━━━ INFORMATION PROVIDED ━━━
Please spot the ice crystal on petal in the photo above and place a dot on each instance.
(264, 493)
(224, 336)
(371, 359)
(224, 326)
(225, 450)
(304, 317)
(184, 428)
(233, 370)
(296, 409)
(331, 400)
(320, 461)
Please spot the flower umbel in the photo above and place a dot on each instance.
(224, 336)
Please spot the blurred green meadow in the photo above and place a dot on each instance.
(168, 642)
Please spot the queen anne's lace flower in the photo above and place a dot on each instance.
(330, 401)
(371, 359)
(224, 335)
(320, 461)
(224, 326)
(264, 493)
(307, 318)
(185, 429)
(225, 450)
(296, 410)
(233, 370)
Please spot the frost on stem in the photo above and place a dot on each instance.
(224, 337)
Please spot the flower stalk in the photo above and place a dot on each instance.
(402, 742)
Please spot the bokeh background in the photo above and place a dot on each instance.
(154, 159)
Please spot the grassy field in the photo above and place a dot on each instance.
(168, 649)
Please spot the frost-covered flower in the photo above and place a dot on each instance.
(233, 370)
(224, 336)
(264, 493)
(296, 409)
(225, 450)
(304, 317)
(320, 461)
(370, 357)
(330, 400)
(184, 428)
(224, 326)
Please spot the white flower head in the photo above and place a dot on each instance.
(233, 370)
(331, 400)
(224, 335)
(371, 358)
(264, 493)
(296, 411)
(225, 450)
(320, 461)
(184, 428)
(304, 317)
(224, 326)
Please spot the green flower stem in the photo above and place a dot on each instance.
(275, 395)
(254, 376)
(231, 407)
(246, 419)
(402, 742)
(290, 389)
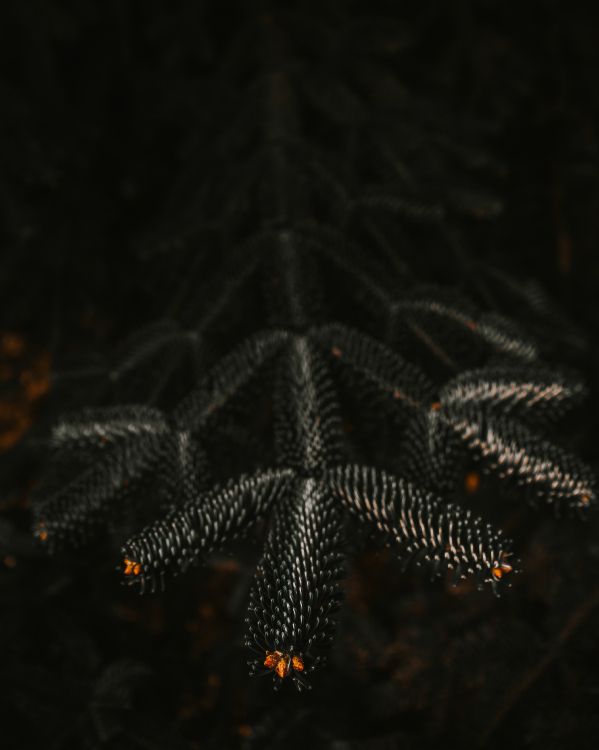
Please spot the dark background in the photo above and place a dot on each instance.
(99, 104)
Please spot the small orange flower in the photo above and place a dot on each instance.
(500, 570)
(283, 663)
(131, 568)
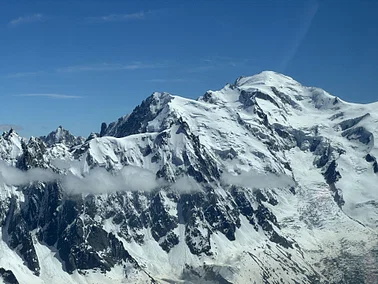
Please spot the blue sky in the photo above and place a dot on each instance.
(78, 63)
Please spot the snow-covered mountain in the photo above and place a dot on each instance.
(263, 181)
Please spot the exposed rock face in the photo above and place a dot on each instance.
(264, 180)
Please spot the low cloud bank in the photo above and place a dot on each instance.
(99, 180)
(13, 176)
(131, 178)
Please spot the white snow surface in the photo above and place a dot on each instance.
(310, 217)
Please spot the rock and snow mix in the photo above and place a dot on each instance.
(263, 181)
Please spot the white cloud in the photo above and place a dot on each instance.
(120, 17)
(258, 180)
(98, 180)
(23, 74)
(53, 96)
(104, 67)
(27, 19)
(13, 176)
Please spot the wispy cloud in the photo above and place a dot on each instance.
(6, 127)
(121, 17)
(103, 67)
(27, 19)
(23, 74)
(52, 96)
(219, 62)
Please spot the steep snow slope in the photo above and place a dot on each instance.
(264, 181)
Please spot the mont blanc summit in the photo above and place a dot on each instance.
(263, 181)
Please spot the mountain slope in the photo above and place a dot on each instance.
(265, 180)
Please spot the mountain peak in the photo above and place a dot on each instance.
(61, 135)
(269, 78)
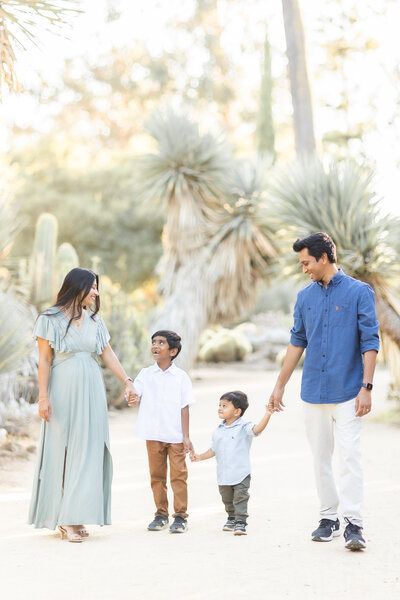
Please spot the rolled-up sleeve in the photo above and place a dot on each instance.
(187, 396)
(368, 325)
(298, 332)
(139, 382)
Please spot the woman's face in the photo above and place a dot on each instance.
(90, 299)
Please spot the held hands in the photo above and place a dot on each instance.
(188, 446)
(44, 409)
(363, 403)
(275, 403)
(131, 396)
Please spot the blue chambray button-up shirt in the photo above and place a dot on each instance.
(336, 324)
(231, 444)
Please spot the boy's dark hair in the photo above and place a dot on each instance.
(238, 399)
(317, 244)
(173, 339)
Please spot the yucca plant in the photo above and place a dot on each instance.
(241, 250)
(20, 23)
(340, 200)
(216, 240)
(187, 176)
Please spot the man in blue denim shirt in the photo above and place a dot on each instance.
(335, 319)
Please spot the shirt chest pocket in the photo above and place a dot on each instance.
(310, 316)
(342, 314)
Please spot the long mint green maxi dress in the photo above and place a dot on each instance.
(72, 483)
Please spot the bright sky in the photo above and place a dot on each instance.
(91, 36)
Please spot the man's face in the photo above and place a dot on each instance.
(315, 269)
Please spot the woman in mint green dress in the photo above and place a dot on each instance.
(72, 483)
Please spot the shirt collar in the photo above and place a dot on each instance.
(172, 369)
(336, 279)
(238, 421)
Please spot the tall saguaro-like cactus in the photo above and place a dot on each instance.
(44, 260)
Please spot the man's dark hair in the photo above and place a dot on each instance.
(238, 399)
(317, 244)
(173, 339)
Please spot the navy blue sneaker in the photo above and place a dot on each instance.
(160, 522)
(240, 528)
(179, 525)
(353, 537)
(229, 525)
(326, 530)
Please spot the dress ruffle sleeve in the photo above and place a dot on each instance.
(102, 336)
(48, 328)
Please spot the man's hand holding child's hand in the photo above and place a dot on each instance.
(132, 398)
(194, 457)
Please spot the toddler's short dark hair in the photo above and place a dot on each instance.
(238, 399)
(173, 339)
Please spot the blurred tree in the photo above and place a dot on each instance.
(97, 210)
(217, 239)
(299, 82)
(15, 318)
(347, 42)
(21, 22)
(340, 200)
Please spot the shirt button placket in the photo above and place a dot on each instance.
(324, 347)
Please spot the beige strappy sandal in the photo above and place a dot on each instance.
(71, 536)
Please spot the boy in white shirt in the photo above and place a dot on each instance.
(163, 421)
(231, 442)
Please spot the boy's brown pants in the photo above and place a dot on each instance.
(158, 453)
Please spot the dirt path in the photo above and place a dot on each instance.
(276, 560)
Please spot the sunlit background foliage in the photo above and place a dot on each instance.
(180, 156)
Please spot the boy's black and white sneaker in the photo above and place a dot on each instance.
(160, 522)
(229, 525)
(240, 528)
(353, 537)
(179, 525)
(326, 530)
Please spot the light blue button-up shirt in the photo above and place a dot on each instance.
(336, 324)
(231, 444)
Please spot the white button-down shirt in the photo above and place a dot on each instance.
(231, 444)
(163, 395)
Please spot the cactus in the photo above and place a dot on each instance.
(44, 259)
(67, 259)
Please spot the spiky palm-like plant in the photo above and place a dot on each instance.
(20, 22)
(340, 200)
(216, 240)
(186, 176)
(241, 250)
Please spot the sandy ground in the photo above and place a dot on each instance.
(276, 560)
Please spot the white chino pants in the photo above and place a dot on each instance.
(327, 424)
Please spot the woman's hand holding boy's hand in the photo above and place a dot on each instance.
(131, 395)
(187, 445)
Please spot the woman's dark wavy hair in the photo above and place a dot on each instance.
(76, 286)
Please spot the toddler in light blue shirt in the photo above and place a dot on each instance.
(231, 442)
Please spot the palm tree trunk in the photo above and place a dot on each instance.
(299, 83)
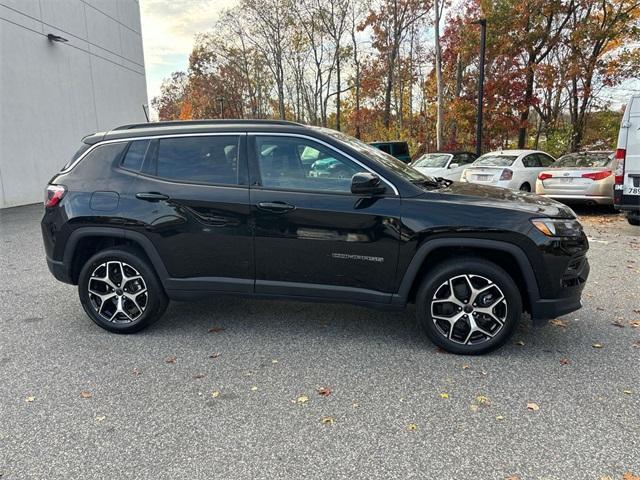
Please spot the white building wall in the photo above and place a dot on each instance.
(52, 94)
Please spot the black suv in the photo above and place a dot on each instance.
(178, 210)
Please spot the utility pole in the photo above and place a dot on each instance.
(483, 42)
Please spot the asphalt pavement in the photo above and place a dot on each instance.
(228, 388)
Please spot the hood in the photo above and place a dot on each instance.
(496, 197)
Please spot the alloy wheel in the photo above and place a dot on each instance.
(117, 291)
(469, 309)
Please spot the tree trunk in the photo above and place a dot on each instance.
(528, 96)
(439, 86)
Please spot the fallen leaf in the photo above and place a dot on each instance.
(324, 391)
(556, 322)
(327, 420)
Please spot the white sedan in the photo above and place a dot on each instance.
(514, 169)
(449, 165)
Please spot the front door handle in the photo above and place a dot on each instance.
(152, 196)
(276, 207)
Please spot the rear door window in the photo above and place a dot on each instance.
(206, 159)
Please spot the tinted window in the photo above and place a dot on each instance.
(531, 161)
(211, 159)
(135, 155)
(432, 160)
(400, 149)
(301, 164)
(83, 148)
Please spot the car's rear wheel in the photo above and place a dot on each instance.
(120, 291)
(468, 306)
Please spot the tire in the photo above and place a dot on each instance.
(471, 277)
(131, 308)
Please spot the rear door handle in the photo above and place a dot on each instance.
(276, 207)
(152, 196)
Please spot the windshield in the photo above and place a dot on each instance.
(490, 160)
(392, 163)
(588, 160)
(432, 160)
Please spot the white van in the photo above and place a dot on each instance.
(627, 172)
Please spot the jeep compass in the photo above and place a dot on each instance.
(149, 213)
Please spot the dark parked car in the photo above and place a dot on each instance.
(397, 148)
(179, 210)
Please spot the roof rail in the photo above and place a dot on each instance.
(226, 121)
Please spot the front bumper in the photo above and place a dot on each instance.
(599, 199)
(573, 283)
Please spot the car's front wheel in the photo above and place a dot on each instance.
(468, 306)
(120, 291)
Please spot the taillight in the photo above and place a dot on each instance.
(53, 194)
(597, 175)
(621, 153)
(506, 174)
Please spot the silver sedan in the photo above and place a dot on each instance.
(585, 177)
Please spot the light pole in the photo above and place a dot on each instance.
(221, 100)
(483, 41)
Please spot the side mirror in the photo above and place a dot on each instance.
(366, 183)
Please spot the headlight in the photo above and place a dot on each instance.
(557, 227)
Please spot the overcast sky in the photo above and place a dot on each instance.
(168, 29)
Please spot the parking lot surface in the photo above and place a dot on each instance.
(228, 388)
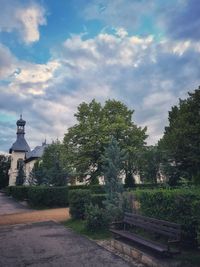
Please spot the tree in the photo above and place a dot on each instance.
(4, 167)
(55, 172)
(113, 161)
(150, 159)
(38, 175)
(181, 140)
(20, 179)
(85, 142)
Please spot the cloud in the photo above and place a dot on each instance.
(25, 19)
(147, 75)
(182, 21)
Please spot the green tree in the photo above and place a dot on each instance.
(150, 160)
(20, 179)
(55, 172)
(38, 175)
(85, 142)
(181, 140)
(113, 161)
(4, 167)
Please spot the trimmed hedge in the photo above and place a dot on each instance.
(78, 200)
(18, 192)
(175, 205)
(97, 199)
(43, 196)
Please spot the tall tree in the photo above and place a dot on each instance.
(4, 167)
(55, 171)
(20, 179)
(85, 142)
(149, 162)
(181, 140)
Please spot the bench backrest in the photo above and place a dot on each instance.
(165, 228)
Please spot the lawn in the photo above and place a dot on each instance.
(78, 226)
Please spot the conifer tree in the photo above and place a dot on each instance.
(113, 161)
(20, 179)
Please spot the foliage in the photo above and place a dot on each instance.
(52, 162)
(85, 142)
(149, 164)
(4, 167)
(20, 179)
(98, 199)
(38, 175)
(19, 192)
(96, 218)
(78, 200)
(113, 160)
(177, 205)
(181, 140)
(44, 196)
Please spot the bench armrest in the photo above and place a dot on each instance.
(116, 224)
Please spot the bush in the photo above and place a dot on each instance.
(78, 200)
(96, 218)
(18, 192)
(43, 196)
(177, 205)
(98, 199)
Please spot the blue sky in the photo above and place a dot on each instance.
(56, 54)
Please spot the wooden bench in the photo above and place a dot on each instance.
(159, 227)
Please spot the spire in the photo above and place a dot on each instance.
(20, 144)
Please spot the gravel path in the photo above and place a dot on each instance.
(50, 244)
(59, 215)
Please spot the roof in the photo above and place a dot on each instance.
(20, 144)
(37, 152)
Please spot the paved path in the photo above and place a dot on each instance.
(50, 244)
(8, 205)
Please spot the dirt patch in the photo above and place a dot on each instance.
(59, 215)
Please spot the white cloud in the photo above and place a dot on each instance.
(146, 75)
(24, 19)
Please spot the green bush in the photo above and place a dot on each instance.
(18, 192)
(98, 199)
(96, 218)
(175, 205)
(43, 196)
(78, 200)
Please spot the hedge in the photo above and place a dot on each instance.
(97, 199)
(78, 200)
(18, 192)
(43, 196)
(175, 205)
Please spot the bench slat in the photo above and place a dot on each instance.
(158, 247)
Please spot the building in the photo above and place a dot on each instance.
(22, 154)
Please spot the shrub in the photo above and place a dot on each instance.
(177, 205)
(78, 200)
(96, 218)
(98, 199)
(43, 196)
(18, 192)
━━━
__TASK ITEM__: What is needed is an exact copy of the lines from the one holding "Please spot the building" through the final line of the material.

__TASK ANSWER__:
Please spot the building in the photo above and place a dot on each instance.
(22, 154)
Please spot the shrub in the photo above and place a dot on each instance.
(177, 205)
(78, 200)
(96, 218)
(98, 199)
(43, 196)
(18, 192)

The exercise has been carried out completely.